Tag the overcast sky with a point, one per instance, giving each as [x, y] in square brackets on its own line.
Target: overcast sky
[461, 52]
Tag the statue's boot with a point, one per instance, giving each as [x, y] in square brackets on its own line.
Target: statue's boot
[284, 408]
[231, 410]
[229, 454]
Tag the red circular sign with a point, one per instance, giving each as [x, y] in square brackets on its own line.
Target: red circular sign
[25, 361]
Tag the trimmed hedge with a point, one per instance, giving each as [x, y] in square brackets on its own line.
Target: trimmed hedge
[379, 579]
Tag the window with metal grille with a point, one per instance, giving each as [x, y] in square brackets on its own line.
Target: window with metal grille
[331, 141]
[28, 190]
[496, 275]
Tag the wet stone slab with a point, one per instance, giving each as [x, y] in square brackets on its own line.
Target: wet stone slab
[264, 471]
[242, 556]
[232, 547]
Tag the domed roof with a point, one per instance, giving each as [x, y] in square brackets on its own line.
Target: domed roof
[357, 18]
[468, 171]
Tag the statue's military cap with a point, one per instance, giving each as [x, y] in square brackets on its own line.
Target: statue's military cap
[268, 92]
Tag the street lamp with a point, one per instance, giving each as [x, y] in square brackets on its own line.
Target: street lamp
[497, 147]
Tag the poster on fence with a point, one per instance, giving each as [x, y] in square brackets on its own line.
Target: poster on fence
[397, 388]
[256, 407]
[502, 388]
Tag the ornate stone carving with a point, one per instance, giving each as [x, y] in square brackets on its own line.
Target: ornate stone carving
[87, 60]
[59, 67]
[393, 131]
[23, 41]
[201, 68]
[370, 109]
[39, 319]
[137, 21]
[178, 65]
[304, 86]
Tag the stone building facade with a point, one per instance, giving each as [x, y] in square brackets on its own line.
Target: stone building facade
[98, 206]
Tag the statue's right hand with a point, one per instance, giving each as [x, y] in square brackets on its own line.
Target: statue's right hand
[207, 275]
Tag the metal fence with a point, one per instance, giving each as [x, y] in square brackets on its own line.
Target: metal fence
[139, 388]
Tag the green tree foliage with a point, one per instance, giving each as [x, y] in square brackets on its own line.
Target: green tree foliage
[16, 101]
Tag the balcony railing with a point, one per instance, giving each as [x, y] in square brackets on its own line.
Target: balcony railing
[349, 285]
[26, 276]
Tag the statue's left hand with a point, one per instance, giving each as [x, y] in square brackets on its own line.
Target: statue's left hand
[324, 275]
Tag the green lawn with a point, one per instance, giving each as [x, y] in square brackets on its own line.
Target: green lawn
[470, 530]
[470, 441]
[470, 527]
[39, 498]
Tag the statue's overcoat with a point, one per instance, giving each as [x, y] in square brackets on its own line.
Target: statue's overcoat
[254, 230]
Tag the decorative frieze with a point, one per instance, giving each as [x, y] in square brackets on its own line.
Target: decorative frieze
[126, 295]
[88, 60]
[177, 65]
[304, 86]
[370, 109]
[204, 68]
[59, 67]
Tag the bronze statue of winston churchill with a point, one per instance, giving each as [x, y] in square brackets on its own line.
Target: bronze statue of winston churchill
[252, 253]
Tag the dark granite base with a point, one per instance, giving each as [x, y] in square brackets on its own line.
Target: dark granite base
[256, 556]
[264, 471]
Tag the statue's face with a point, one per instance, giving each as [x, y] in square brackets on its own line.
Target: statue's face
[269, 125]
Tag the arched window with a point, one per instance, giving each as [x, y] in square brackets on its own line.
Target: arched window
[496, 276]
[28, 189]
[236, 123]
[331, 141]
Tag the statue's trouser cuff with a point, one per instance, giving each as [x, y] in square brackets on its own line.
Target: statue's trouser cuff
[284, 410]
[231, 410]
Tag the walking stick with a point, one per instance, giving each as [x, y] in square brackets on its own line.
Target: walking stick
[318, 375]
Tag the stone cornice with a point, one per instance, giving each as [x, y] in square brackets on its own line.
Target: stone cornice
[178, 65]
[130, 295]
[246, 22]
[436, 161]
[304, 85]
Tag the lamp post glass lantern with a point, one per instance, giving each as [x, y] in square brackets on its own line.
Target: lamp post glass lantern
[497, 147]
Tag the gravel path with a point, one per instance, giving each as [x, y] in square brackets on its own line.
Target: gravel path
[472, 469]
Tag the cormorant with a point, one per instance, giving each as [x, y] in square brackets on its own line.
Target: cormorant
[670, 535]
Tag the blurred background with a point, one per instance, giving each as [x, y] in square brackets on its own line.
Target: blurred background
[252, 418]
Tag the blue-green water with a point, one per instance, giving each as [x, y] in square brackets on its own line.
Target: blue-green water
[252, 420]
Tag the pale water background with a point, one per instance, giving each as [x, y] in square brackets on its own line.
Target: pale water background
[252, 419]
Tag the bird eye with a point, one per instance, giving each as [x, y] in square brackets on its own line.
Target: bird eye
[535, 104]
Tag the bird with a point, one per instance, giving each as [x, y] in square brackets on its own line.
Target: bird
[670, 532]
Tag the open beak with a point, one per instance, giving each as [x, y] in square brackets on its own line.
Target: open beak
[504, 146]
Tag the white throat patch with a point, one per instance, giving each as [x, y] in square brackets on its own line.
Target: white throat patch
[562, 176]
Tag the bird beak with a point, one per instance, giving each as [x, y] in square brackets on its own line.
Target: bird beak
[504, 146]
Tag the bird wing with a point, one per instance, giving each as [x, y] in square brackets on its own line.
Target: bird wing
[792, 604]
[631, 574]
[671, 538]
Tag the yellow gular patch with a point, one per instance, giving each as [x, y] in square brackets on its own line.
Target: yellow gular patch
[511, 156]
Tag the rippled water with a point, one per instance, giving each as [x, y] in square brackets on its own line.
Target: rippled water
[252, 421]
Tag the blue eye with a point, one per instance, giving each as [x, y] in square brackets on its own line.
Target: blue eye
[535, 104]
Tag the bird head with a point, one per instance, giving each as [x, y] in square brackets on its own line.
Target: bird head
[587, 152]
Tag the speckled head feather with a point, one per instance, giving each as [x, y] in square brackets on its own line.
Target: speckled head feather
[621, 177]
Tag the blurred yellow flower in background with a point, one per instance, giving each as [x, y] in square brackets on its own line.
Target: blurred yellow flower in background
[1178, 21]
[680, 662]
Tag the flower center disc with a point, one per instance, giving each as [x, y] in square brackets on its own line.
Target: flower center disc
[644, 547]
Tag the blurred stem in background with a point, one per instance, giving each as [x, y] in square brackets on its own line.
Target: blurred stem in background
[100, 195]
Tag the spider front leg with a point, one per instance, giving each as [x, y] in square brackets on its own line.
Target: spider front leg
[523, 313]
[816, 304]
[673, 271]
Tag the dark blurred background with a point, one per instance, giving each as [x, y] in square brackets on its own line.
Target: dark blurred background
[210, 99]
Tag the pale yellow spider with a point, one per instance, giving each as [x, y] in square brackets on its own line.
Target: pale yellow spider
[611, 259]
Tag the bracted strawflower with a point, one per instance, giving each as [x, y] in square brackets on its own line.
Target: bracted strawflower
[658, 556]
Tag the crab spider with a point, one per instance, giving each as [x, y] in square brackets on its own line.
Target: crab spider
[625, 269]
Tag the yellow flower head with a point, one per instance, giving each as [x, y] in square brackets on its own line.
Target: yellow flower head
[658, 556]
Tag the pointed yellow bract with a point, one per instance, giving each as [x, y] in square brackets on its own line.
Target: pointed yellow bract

==============================

After locating the line containing "Target: yellow flower head", give that line and every later line of the listing again exactly, up to and including the last.

#### [Exercise result]
Target: yellow flower head
[658, 556]
Tag the pointed yellow bract with a point, one per instance, giving each as [x, y] in square brackets on its own line.
Target: pointed yellow bract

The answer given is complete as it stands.